- REQUESTS:
A) Copy from the thread on the perpendicular line, starting with "The line that" and going on through "unit from x-axis.".
B) Answer these from the thread on the perpendicular line:
(i) In the first answer, what slope is given for the line y = -7/5?
(ii) In the second answer, what must any line perpendicular to y = -7/5 be parallel to?
(iii) What final equation does the second answer end with?

-- BEGIN QUOTED PASSAGE --

# What is the equation of the line perpendicular to y=-7/5  that passes through  (-35,5) ?

Mar 5, 2016

$x = - 35$

#### Explanation:

Firstly, let's go over what we already know from the question. We know that the $y$-$\text{intercept}$ is $- \frac{7}{5}$ and that the slope, or $m$, is $0$.

Our new equation passes through $\left(- 35 , 5\right)$, but the slope will not change since 0 is neither positive nor negative. This means that we need to find the $x - \text{intercept}$. So, our line will be passing through vertically, and have a undefined slope (we don't have to include $m$ in our equation).

In our point, $\left(- 35\right)$ represents our $x - \text{axis}$, and $\left(5\right)$ represents our $y - \text{axis}$. Now, all we have to do is pop the $x - \text{axis}$ $\left(- 35\right)$into our equation, and we're done!

The line that is perpendicular to y=−7/5 that passes through (−35,5) is $x = - 35$.

Here's a graph of both lines.

Mar 5, 2016

solution is, $x + 35 = 0$
$y = - \frac{7}{5}$ represents a straight line parallel to x-axis lying at a distance $- \frac{7}{5}$ unit from x-axis.
Any straight line perpendicular to this line should be parallel to y-axis and can be represented by the equation $x = c$ ,where c = a constant distance of the line from y-axis.
Since the line whose equation to be determined passes through(-35,5) and is parallel to y-axis, it will be at a distance -35 unit from y-axis. Hence its equation should be $x = - 35 \implies x + 35 = 0$

-- END QUOTED PASSAGE --
-- BEGIN DATA LINES --

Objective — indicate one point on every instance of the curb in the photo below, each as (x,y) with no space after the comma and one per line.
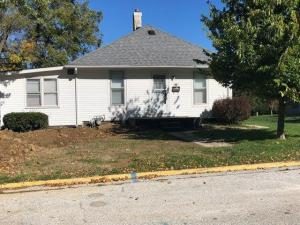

-- END DATA LINES --

- EXERCISE RESPONSES:
A)
The line that is perpendicular to y=−7/5 that passes through (−35,5) is $x = - 35$.

Here's a graph of both lines.

Mar 5, 2016

solution is, $x + 35 = 0$
$y = - \frac{7}{5}$ represents a straight line parallel to x-axis lying at a distance $- \frac{7}{5}$ unit from x-axis.

B)
(i) 0
(ii) The y-axis
(iii) x + 35 = 0